**HOW TO COMPLETE THIS TASK**. Reproduce the browser-crash discussion between "## Cookiegal (Aug" and "about browser problems.", inclusive, substituting "topic" for every occurrence of "thread".

**TEXT SECTION**.
# fixing my crashing browser



## vernadmarkham (Sep 14, 2013)

Tech Support Guy System Info Utility version 1.0.0.2
OS Version: Microsoft Windows XP Professional, Service Pack 3, 32 bit
Processor: Intel(R) Pentium(R) 4 CPU 3.20GHz, x86 Family 15 Model 2 Stepping 9
Processor Count: 2
RAM: 990 Mb
Graphics Card: Intel(R) 82865G Graphics Controller, 96 Mb
Hard Drives: C: Total - 76285 MB, Free - 59300 MB;
Motherboard: IBM, IBM
Antivirus: Microsoft Security Essentials, Updated: Yes, On-Demand Scanner: Enabled 
My computer KEEPS attempting to close browser...and does, I use Disc Max and clean memory
then try again, but to no avail...what can I do???


----------



## hewee (Oct 26, 2001)

Help to post what browser and version your talking about.


----------



## Cookiegal (Aug 27, 2003)

Please do not post more than one thread for the same issue.

Also, you posted this in the Tips and Tricks forum. This is not the correct place to ask for assistance.

Your other thread was posted in Games, also the wrong place so I'll move that one to the Web & Email forum which, as you can see by the forum description, is the proper place to post about browser problems.


----------

**MATERIAL SUPPLIED**.
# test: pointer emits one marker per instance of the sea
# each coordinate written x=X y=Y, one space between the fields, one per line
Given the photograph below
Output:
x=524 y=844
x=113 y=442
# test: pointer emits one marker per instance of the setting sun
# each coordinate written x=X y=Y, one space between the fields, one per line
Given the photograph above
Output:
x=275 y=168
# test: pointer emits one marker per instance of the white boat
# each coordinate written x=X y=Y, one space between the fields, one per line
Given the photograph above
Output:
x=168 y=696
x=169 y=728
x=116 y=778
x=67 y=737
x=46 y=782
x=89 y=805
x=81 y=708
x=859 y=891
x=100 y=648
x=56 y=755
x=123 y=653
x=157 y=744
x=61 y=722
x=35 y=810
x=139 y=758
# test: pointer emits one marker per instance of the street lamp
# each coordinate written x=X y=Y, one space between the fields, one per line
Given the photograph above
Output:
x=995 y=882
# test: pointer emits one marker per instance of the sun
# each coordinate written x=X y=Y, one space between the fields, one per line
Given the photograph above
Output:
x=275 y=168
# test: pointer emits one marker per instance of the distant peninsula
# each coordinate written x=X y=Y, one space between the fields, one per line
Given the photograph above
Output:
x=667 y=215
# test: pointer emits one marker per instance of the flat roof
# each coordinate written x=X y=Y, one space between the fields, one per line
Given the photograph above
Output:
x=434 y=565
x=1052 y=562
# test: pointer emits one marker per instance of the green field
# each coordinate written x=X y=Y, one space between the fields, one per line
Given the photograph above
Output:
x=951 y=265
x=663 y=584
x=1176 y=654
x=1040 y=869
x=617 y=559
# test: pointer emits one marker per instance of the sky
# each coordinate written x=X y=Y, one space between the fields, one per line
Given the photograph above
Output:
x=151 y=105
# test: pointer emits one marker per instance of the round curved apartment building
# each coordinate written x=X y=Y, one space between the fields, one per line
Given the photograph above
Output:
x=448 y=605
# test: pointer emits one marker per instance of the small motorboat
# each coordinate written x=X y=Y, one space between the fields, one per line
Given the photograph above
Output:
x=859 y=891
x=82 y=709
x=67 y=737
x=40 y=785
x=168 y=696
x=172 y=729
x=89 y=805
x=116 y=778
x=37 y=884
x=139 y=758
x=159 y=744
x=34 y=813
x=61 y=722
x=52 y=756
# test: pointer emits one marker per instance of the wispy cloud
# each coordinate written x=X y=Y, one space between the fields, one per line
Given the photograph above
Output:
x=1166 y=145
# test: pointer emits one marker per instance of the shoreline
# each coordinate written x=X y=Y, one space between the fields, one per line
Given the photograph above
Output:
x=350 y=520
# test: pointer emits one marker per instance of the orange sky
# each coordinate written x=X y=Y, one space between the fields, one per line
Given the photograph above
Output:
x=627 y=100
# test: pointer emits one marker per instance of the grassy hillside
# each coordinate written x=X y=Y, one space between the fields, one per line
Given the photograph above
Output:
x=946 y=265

**REPLY TO THE EXERCISE**.
## Cookiegal (Aug 27, 2003)

Please do not post more than one topic for the same issue.

Also, you posted this in the Tips and Tricks forum. This is not the correct place to ask for assistance.

Your other topic was posted in Games, also the wrong place so I'll move that one to the Web & Email forum which, as you can see by the forum description, is the proper place to post about browser problems.